Юрий Фельштинский: Я думаю, что вы правы, что с Абрамовичем он делит деньги, причем даже известно, как он их делит. Потому что во всех крупных сделках такого типа дележка идет 50 на 50, просто иначе не бывает. А политическая власть – это более сложный вопрос, потому что у Абрамовича была некая власть, доставшаяся по наследству от периода 1991-99 года. Сколько этой политической власти, доставшейся Абрамовичу по наследству, есть сегодня у него, я просто не знаю.
Михаил Соколов: Все-таки к событиям. Я еще раз хочу акцентировать на этом процессе разнообразных политических преобразований по ущемлению партий, по сжатию гражданского общества, затыканию рта прессе и так далее. Как вы считаете, это была системная политика, то есть она была продумана? Как историк вы видите, что был некий план или это были хаотические некие действия, безусловно, в одном направлении, но приведшие к тому, что сейчас имеется в России?
Юрий Фельштинский: Вы знаете, план, безусловно, был, причем опять же у нас есть четкое доказательство того, что план этот был. Это декрет № 1 Путина о создании семи федеральных округов. Собственно на самом деле абсолютно все, что произошло дальше с Россией, сформулировано в этом гениальном документе. Он абсолютно гениален. Его писал Александр Волошин, писал для себя и под себя, потому что по этому документу вся власть в стране формально принадлежит администрации президента. То есть президент существует, царствует, как Медведев сегодня, а вся власть сосредоточена в руках Волошина.
В общем-то Волошин один из, я думаю, самых серьезных российских политиков этого периода. Он ушел в отставку, хочу напомнить, после того, как Ходорковского арестовали. И мое мнение, конечно, что он ушел не в знак протеста, потому что арестовали Ходорковского и совесть Волошина замучила, и он не смог больше работать в аппарате Путина.Он ушел в отставку, потому что эта операция, эта сделка была осуществлена за его спиной, что, Волошин, я думаю, просто не знал о том, что готовится операция по аресту Ходорковского, независимо от того, кстати говоря, арестован Ходорковский был по политическим соображениям, как все считают, или по экономическим, как считаю я.
* * *
#### ЗАДАНИЯ ДЛЯ ВЫПОЛНЕНИЯ
a) Какой документ Юрий Фельштинский во фрагменте беседы называет четким доказательством существования плана?
b) Выпишите из фрагмента беседы без изменений отрывок, начиная со слов «В общем-то Волошин» и заканчивая словами «как считаю я.».
c) Перескажите кратко в виде списка абзац фрагмента беседы, начинающийся словами «В общем-то Волошин один из», сохранив основные факты.

Собранные данные:
* * *
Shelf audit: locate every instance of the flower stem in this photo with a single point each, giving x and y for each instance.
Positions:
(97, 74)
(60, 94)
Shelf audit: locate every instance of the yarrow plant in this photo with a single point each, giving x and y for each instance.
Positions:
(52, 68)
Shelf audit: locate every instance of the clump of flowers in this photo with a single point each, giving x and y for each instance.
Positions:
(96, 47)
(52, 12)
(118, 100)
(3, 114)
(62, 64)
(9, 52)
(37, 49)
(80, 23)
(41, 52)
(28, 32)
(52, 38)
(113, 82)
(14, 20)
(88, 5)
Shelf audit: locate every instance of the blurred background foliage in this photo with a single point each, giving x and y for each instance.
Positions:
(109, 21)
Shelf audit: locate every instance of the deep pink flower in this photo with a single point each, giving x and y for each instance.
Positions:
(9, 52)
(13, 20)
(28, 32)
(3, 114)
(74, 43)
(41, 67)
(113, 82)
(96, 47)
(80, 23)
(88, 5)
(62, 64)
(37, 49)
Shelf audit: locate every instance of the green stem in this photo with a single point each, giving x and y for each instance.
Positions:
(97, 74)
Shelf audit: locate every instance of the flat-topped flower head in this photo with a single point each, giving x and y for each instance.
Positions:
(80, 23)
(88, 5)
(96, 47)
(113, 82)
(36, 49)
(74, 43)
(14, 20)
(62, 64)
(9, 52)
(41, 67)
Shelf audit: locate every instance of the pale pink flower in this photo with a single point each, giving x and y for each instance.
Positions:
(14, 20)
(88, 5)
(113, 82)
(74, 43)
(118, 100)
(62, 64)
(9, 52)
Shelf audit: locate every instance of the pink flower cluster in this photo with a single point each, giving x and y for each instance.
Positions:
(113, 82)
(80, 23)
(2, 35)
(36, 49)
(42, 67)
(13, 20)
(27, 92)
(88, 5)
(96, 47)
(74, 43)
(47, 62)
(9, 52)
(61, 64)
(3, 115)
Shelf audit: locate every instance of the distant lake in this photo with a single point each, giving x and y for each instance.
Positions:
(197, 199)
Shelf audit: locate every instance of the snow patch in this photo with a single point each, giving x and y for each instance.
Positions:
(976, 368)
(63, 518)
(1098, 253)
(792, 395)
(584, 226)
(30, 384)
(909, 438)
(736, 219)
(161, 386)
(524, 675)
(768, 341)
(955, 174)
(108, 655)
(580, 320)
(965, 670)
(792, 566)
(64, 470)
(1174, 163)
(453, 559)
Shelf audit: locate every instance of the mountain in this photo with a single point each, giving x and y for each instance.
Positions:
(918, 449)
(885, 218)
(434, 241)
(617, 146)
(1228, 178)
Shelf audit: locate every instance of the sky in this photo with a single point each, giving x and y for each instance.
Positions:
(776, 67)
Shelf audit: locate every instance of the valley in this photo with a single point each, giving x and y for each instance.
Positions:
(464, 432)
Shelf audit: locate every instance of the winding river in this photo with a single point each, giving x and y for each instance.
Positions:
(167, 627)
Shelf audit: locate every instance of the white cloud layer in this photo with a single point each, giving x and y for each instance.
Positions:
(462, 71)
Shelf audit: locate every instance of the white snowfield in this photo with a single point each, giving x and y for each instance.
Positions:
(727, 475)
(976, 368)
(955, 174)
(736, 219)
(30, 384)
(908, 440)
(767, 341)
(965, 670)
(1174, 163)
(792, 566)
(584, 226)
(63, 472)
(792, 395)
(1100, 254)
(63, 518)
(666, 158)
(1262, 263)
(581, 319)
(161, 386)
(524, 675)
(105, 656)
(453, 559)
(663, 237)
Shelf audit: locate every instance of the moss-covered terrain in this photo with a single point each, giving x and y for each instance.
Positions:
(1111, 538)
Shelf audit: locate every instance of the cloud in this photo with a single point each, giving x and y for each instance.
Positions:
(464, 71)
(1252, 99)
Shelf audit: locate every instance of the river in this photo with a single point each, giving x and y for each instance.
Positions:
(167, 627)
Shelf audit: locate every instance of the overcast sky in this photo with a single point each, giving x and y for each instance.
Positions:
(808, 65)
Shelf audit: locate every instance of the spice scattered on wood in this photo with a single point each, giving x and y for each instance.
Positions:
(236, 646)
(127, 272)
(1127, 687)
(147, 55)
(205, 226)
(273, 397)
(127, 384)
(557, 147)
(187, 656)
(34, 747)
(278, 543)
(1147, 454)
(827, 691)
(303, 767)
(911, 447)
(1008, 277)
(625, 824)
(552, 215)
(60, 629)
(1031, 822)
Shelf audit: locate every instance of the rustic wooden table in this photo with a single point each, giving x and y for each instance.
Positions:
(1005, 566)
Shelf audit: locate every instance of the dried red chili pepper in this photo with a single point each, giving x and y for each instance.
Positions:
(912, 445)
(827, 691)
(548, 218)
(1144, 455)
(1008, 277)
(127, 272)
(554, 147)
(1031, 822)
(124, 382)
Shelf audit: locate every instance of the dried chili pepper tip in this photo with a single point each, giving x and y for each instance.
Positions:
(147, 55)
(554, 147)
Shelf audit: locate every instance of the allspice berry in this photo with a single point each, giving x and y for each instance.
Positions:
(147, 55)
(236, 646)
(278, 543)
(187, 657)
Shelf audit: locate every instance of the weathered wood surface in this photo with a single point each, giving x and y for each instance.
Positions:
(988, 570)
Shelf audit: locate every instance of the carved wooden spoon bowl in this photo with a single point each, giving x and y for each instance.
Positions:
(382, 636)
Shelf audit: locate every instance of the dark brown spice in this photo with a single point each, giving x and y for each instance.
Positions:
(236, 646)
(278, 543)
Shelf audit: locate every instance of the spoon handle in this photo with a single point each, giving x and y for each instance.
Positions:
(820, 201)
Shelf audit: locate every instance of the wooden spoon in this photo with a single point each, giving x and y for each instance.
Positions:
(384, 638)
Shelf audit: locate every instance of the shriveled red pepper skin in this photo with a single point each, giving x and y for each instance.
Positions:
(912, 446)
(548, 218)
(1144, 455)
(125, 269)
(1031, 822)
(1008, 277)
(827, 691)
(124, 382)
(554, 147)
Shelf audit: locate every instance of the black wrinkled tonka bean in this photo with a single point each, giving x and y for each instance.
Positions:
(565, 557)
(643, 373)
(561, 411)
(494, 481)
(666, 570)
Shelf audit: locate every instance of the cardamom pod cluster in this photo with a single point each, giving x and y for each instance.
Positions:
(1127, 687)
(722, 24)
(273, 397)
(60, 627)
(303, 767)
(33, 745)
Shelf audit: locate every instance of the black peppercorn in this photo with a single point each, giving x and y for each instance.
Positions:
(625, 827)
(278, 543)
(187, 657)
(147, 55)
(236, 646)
* * *
#### СПИСОК ОТВЕТОВ
a) Декрет № 1 Путина о создании семи федеральных округов.

b)
В общем-то Волошин один из, я думаю, самых серьезных российских политиков этого периода. Он ушел в отставку, хочу напомнить, после того, как Ходорковского арестовали. И мое мнение, конечно, что он ушел не в знак протеста, потому что арестовали Ходорковского и совесть Волошина замучила, и он не смог больше работать в аппарате Путина.Он ушел в отставку, потому что эта операция, эта сделка была осуществлена за его спиной, что, Волошин, я думаю, просто не знал о том, что готовится операция по аресту Ходорковского, независимо от того, кстати говоря, арестован Ходорковский был по политическим соображениям, как все считают, или по экономическим, как считаю я.

c)
- Фельштинский считает Волошина одним из самых серьезных российских политиков этого периода.
- Волошин ушел в отставку после ареста Ходорковского.
- По мнению Фельштинского, Волошин ушел не в знак протеста против ареста.
- Причина отставки, по его мнению, в том, что операция по аресту была осуществлена за спиной Волошина и он о ней не знал.
- Все считают, что Ходорковского арестовали по политическим соображениям, а Фельштинский считает, что по экономическим.